WHAT THE TASK ASKS - Copy the material without any changes, from the line with "task | place one marker on every instance of the gradient" up to and including the line with "[(100, 38)]".

##### ENTRIES

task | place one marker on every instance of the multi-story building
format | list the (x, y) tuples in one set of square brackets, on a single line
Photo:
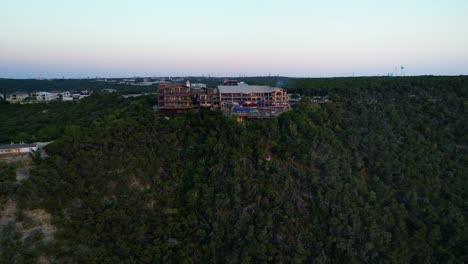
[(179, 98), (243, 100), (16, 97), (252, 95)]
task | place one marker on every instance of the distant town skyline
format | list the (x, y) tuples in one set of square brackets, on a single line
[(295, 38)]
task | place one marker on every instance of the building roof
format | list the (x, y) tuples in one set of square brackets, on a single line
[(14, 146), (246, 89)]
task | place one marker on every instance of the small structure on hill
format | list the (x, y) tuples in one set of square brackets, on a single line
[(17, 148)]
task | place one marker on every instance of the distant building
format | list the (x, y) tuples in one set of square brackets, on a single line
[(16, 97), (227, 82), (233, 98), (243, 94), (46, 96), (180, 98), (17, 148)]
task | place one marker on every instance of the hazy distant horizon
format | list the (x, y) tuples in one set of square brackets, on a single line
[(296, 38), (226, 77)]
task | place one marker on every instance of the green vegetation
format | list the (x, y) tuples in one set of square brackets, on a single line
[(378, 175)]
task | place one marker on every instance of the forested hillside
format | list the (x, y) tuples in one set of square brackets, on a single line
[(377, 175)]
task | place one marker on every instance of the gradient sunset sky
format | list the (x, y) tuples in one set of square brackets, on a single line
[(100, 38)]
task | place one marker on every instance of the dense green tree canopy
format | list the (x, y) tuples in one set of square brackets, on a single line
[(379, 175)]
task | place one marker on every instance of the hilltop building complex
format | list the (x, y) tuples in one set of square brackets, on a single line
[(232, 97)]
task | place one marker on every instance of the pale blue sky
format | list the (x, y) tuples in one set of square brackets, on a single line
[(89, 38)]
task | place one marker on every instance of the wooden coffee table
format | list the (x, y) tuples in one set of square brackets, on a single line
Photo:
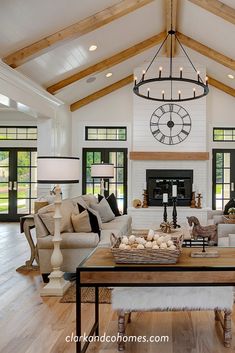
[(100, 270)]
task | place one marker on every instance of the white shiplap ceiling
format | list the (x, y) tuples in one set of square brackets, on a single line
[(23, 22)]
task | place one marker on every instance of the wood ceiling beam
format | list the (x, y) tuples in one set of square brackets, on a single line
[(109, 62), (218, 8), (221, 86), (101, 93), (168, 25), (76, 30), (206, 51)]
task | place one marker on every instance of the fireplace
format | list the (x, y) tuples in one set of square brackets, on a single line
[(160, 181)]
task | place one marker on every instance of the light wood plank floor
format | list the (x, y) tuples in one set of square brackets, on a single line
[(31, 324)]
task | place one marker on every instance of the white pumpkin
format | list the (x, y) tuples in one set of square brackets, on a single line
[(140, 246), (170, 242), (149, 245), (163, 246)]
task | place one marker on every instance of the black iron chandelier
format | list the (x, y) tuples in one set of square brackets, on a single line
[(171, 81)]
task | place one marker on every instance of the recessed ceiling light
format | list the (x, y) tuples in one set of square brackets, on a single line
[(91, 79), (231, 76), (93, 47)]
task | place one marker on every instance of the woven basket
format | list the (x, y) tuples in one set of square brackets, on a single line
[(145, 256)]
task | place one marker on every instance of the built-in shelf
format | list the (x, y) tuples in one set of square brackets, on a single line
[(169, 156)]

##########
##### ENTRIES

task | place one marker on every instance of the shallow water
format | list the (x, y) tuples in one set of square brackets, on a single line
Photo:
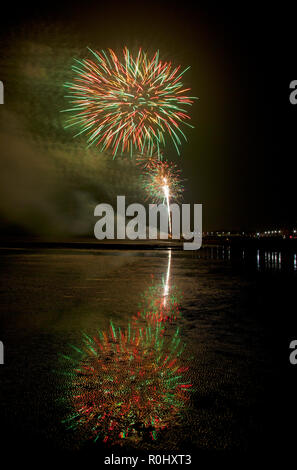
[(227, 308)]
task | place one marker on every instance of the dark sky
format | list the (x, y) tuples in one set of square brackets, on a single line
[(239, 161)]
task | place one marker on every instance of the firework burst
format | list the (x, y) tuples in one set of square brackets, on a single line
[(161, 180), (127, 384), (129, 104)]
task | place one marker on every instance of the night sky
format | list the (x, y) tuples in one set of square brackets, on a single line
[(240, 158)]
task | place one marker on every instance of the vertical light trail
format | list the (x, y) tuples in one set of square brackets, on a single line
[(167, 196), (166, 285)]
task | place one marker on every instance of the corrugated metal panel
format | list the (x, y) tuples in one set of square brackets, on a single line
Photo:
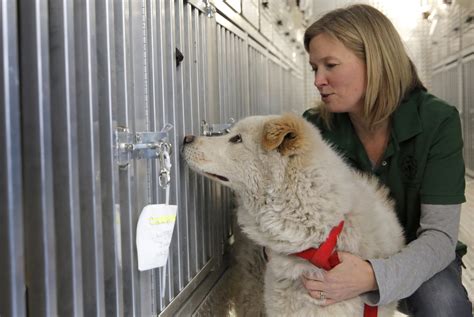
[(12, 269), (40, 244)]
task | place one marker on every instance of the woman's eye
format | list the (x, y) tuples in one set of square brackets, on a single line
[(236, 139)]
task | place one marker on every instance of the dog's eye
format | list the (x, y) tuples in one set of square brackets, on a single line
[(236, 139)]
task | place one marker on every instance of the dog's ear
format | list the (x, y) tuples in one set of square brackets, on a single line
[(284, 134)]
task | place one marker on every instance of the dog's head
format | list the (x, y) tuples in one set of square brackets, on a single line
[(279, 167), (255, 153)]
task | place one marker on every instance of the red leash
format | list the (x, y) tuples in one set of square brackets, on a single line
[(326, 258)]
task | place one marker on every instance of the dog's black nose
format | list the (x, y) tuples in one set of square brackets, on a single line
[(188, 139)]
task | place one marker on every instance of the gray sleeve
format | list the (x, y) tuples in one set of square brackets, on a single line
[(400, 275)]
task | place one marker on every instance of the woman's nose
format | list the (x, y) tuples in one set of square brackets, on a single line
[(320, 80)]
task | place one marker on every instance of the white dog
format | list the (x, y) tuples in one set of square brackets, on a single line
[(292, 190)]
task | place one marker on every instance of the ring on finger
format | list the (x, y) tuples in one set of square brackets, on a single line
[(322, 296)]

##########

SOLUTION TO THIS PROBLEM -
task | place one marker on every instance of the gradient sunset sky
format | list the (x, y) tuples in one set of square brackets, on a single line
[(100, 38)]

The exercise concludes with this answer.